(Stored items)
*** Block opens ***

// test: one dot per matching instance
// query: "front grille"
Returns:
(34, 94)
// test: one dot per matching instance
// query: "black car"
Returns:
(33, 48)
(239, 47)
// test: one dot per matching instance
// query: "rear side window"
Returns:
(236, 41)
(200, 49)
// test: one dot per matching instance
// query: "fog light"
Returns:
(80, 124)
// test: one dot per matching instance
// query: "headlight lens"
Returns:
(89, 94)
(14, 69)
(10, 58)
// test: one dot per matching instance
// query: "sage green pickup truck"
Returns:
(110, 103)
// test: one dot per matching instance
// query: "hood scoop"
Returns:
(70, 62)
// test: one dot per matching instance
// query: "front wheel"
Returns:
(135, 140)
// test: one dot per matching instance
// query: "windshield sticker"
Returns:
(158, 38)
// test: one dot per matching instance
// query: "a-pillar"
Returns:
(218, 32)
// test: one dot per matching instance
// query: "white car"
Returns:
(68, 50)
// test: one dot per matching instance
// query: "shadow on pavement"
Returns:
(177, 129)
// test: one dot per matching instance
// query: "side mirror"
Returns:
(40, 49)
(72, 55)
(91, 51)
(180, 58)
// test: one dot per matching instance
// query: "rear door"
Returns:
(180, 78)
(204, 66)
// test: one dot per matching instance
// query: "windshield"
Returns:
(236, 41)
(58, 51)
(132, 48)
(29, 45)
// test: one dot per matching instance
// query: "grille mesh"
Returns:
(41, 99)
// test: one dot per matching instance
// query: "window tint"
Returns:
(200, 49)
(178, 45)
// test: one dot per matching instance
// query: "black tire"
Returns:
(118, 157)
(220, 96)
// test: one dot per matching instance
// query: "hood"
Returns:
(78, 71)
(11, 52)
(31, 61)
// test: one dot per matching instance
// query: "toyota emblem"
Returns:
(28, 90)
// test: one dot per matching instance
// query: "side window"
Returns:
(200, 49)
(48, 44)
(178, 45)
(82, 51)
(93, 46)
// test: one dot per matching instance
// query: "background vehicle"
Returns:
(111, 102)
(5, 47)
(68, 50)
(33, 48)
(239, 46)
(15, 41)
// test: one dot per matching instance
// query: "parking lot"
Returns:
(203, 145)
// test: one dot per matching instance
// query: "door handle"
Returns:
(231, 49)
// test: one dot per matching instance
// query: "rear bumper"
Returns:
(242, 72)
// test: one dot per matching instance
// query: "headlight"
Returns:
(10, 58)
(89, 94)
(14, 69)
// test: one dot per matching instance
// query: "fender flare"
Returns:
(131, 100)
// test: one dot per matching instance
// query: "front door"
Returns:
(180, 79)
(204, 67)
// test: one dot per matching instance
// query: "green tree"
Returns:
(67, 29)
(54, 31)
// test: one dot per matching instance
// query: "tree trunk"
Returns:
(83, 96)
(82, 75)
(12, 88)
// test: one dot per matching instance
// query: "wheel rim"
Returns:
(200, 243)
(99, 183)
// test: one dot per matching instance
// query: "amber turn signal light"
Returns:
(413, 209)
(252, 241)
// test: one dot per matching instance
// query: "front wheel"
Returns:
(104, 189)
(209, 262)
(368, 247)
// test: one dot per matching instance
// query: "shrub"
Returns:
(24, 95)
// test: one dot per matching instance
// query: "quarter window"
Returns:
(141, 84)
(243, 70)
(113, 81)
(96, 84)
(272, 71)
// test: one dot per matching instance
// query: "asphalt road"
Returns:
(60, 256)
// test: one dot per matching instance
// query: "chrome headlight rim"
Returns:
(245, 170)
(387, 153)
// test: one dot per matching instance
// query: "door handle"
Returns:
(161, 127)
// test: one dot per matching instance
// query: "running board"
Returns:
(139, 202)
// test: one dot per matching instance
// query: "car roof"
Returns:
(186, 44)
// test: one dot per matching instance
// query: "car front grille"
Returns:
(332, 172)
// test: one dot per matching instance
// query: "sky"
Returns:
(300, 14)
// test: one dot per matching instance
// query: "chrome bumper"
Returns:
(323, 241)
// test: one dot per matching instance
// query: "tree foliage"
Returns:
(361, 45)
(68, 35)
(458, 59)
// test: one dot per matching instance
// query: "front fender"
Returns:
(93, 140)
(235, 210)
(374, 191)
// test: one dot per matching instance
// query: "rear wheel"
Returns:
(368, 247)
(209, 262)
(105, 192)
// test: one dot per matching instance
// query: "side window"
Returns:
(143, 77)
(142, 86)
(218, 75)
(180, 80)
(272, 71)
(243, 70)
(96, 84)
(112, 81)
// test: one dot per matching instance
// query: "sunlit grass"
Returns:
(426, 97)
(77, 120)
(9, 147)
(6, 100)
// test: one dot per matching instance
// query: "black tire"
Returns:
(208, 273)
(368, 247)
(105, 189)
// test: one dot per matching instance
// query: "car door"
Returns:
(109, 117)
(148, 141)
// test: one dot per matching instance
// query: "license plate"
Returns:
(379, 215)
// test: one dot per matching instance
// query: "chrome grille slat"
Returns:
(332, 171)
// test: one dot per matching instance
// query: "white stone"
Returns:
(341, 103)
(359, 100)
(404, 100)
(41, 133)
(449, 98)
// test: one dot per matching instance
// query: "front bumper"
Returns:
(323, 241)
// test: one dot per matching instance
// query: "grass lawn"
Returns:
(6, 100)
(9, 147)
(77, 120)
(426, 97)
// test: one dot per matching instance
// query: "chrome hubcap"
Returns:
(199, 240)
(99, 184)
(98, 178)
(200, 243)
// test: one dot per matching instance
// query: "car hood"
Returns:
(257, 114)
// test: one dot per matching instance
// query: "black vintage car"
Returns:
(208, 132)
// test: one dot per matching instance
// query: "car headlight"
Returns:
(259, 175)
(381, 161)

*** Block closes ***

WHAT IS EXPECTED
Restate every record word for word.

RESPONSE BELOW
// test: one dot per matching instance
// query: "front grille"
Returns:
(34, 94)
// test: one dot per matching instance
// query: "black car"
Returns:
(33, 48)
(239, 47)
// test: one dot per matching instance
// query: "rear side window"
Returns:
(236, 41)
(200, 49)
// test: one dot per matching instance
// query: "fog light"
Returns:
(80, 124)
// test: one dot per matching instance
// query: "headlight lens"
Returns:
(89, 94)
(14, 69)
(10, 58)
// test: one dot per matching instance
// query: "sage green pickup truck"
Returns:
(110, 103)
// test: one dot per matching instance
// query: "hood scoop"
Returns:
(70, 62)
// test: one dot per matching instance
// query: "front wheel"
Returns:
(135, 140)
// test: one dot per matching instance
// query: "windshield sticker"
Returns:
(158, 38)
// test: one dot per matching instance
// query: "a-pillar"
Returns:
(218, 32)
// test: one dot per matching instance
// query: "white car"
Returns:
(68, 50)
// test: one dot per matching instance
// query: "shadow on pavement"
Returns:
(177, 129)
// test: one dot per matching instance
// query: "side mirror"
Returns:
(40, 49)
(72, 55)
(91, 51)
(180, 58)
// test: one dot per matching instance
// query: "rear door"
Returns:
(180, 78)
(204, 66)
// test: one dot per matching instance
// query: "windshield"
Returns:
(236, 41)
(58, 51)
(132, 48)
(29, 45)
// test: one dot per matching instance
// query: "grille mesh"
Returns:
(41, 99)
// test: one dot per matching instance
// query: "window tint"
Returns:
(200, 49)
(178, 45)
// test: one dot per matching instance
// query: "black tire"
Returns:
(118, 157)
(220, 96)
// test: one dot per matching instance
// query: "hood"
Returns:
(78, 71)
(11, 52)
(31, 61)
// test: one dot per matching instance
// query: "toyota emblem"
Returns:
(28, 90)
// test: one dot per matching instance
// query: "side window"
Returns:
(200, 49)
(48, 44)
(178, 45)
(82, 51)
(93, 46)
// test: one dot per matching instance
// query: "background vehicle"
Returns:
(111, 102)
(5, 47)
(68, 50)
(33, 48)
(239, 46)
(15, 41)
// test: one dot per matching instance
// query: "parking lot"
Returns:
(203, 145)
// test: one dot per matching instance
// query: "door handle"
Returns:
(231, 49)
// test: one dot per matching instance
// query: "rear bumper"
Returns:
(242, 72)
// test: one dot per matching instance
// query: "headlight"
Returns:
(10, 58)
(89, 94)
(14, 69)
// test: one dot per matching instance
// query: "fender flare"
Returns:
(131, 100)
// test: one dot per matching instance
// query: "front door"
Returns:
(180, 79)
(204, 67)
// test: one dot per matching instance
// query: "green tree"
Returns:
(67, 29)
(54, 31)
// test: one dot per matching instance
// query: "tree trunk"
Returns:
(83, 96)
(82, 75)
(12, 88)
// test: one dot per matching instance
// query: "wheel rim"
Returns:
(200, 243)
(99, 183)
// test: one dot per matching instance
// query: "amber turn signal light"
Returns:
(413, 209)
(252, 241)
// test: one dot per matching instance
// query: "front wheel"
Returns:
(104, 189)
(209, 262)
(368, 247)
// test: one dot per matching instance
// query: "shrub"
Returns:
(24, 95)
// test: one dot per matching instance
// query: "quarter window"
Returns:
(141, 84)
(243, 70)
(113, 81)
(96, 84)
(272, 71)
// test: one dot per matching instance
// query: "asphalt road"
Returns:
(60, 256)
// test: one dot per matching instance
// query: "chrome headlight rim"
Returns:
(245, 170)
(387, 153)
// test: one dot per matching instance
// query: "door handle"
Returns:
(161, 127)
// test: one dot per matching instance
// query: "running board"
Returns:
(139, 202)
// test: one dot per matching instance
// query: "car roof"
Returns:
(186, 44)
// test: one dot per matching instance
// query: "car front grille"
Returns:
(332, 172)
// test: one dot per matching instance
// query: "sky"
Returns:
(300, 14)
// test: one dot per matching instance
// query: "chrome bumper"
Returns:
(323, 241)
// test: one dot per matching instance
// query: "tree foliage"
Returns:
(361, 45)
(68, 35)
(458, 59)
// test: one dot per matching instance
// query: "front fender"
Returns:
(93, 140)
(235, 210)
(374, 191)
// test: one dot per matching instance
// query: "rear wheel"
Returns:
(368, 247)
(209, 262)
(105, 192)
// test: one dot per matching instance
// query: "side window"
Returns:
(143, 77)
(142, 86)
(218, 75)
(180, 80)
(272, 71)
(243, 70)
(96, 84)
(112, 81)
// test: one dot per matching instance
// query: "sunlit grass"
Returns:
(426, 97)
(77, 120)
(9, 147)
(6, 100)
// test: one dot per matching instance
// query: "black tire"
Returns:
(208, 273)
(368, 247)
(105, 189)
// test: one dot per matching instance
// query: "car door"
Returns:
(109, 117)
(148, 141)
// test: one dot per matching instance
// query: "license plate"
Returns:
(379, 215)
// test: one dot per matching instance
// query: "chrome grille slat"
Returns:
(332, 171)
// test: one dot per matching instance
// query: "white stone"
Returns:
(341, 103)
(359, 100)
(404, 100)
(41, 133)
(449, 98)
// test: one dot per matching instance
// query: "front bumper"
Returns:
(323, 241)
// test: one dot per matching instance
// query: "grass lawn"
Returns:
(6, 100)
(9, 147)
(77, 120)
(426, 97)
// test: one dot per matching instance
// query: "chrome hubcap"
Returns:
(199, 240)
(99, 184)
(98, 178)
(200, 243)
// test: one dot per matching instance
// query: "car hood"
Returns:
(257, 114)
// test: one dot per matching instance
// query: "black vintage car"
Returns:
(208, 132)
// test: one dot per matching instance
// query: "car headlight"
Returns:
(259, 175)
(381, 161)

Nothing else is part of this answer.